Restate the full set of records exactly, word for word.

--- AVAILABLE RECORDS Enclosed Below ---

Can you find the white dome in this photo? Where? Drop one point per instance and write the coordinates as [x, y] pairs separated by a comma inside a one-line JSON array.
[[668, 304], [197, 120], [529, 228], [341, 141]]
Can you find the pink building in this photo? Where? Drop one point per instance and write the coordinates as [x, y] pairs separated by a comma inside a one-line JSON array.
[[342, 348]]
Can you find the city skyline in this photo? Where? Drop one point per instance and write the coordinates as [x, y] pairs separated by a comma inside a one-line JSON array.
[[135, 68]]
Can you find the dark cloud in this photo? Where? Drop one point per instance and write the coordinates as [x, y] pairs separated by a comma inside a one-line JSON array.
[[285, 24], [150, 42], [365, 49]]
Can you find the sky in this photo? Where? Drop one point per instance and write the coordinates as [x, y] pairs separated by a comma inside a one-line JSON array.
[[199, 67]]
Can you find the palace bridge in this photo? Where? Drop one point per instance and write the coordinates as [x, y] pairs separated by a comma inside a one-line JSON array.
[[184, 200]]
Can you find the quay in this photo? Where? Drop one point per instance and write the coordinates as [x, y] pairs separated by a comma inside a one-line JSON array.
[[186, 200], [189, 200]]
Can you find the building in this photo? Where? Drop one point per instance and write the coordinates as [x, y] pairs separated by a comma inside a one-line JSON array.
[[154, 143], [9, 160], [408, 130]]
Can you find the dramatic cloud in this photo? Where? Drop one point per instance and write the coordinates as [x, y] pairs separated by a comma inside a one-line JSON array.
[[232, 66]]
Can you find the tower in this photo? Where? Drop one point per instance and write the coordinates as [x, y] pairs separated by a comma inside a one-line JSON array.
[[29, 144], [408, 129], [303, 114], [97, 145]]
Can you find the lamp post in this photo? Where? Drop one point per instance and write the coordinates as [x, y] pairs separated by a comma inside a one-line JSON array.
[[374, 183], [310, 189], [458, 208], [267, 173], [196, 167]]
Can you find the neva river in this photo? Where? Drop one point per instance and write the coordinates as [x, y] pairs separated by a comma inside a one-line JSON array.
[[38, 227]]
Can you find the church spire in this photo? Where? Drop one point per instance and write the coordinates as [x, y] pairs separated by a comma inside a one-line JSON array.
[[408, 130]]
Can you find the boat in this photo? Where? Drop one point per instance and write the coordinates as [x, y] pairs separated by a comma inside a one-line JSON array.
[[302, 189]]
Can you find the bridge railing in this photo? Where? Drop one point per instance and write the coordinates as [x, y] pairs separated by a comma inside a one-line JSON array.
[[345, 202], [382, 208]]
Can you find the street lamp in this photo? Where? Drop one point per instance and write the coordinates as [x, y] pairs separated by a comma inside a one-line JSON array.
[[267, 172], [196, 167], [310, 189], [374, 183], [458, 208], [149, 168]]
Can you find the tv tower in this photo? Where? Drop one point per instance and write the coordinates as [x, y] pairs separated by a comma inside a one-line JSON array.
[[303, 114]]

--- End of Enclosed AVAILABLE RECORDS ---

» SOLUTION FOR THIS EXERCISE
Can you find the white dome in this photo? Where? Drop one point per instance and write the coordinates as [x, y] pairs separated by a comma inside a one-line JSON array.
[[668, 304], [197, 120], [529, 228], [341, 141]]
Can you find the pink building in this photo? Where? Drop one point per instance and write the coordinates as [x, y] pairs separated by a comma inside a one-line JSON array.
[[342, 348]]
Can you find the city skyline in this photo? Where? Drop one point per instance and write the coordinates as [x, y] pairs separated by a comma inside a one-line JSON array.
[[135, 68]]
Can you find the dark cloud in this photo? Where? Drop one point per instance and write the coordinates as [x, y] pairs separated by a comma inside a one-line JSON array.
[[285, 24], [150, 42], [365, 49]]
Can you find the sky in this photo? Where? Drop one point per instance and write the coordinates as [x, y] pairs separated by a comma inside a one-line JSON array.
[[199, 67]]
Can you find the palace bridge in this photo? Where? Drop one point per instance and write the coordinates as [x, y] pairs separated by a comma inside a one-line JSON array.
[[184, 200]]
Can you find the quay in this photo? Where? Drop one point per instance and write the coordinates as [x, y] pairs separated by a comma inside a one-line JSON array.
[[186, 200], [189, 200]]
Can you find the building in this photo? Where? Drop one point per instance and write the coordinates as [x, y] pairs separated by a comma inside a one-line JSON array.
[[154, 143], [9, 160], [408, 130]]
Can you find the dramatic cloud in this photo? Where? Drop one point per instance and write the coordinates as [x, y] pairs separated by a comma inside a one-line JSON array.
[[232, 66]]
Can you find the tower in this photo? Where? Drop one point per instance and write the coordinates as [x, y] pairs separated by a comma inside a one-line JSON array.
[[29, 144], [408, 129], [303, 114], [97, 145]]
Can you find the lamp post in this photo? Where? Drop one point per instance and write the coordinates as [x, y] pairs separated by a comma inside a one-line JSON array.
[[374, 183], [310, 189], [458, 208], [267, 173], [196, 167]]
Can you find the neva river in this photo? Where? Drop one point per instance and write the coordinates as [x, y] pairs separated by a comma inside a one-line JSON array.
[[38, 227]]
Can you find the church spire in this photo? Where? Drop one point per instance and write the coordinates as [x, y] pairs separated by a comma inside a one-line JSON array.
[[408, 130]]
Can you find the boat in this photo? Where? Drop one point per instance and write the coordinates as [x, y] pairs separated by a comma inside a one-line JSON array.
[[302, 189]]
Can you find the bridge railing in this photo? Where? Drop one point per instance and write the coordinates as [x, y] pairs separated by a comma inside a one-line JSON array.
[[345, 202], [382, 208]]
Can you find the street lamp in this photo? Where? Drop one point per instance and write the coordinates as [x, y] pairs separated by a comma inside a one-line JSON array.
[[267, 172], [196, 167], [310, 189], [374, 183], [458, 208], [149, 168]]
Can you find the tv tower in this photo? Where? Drop one point per instance and write the coordinates as [x, y] pairs separated by a comma inside a one-line JSON array.
[[303, 114]]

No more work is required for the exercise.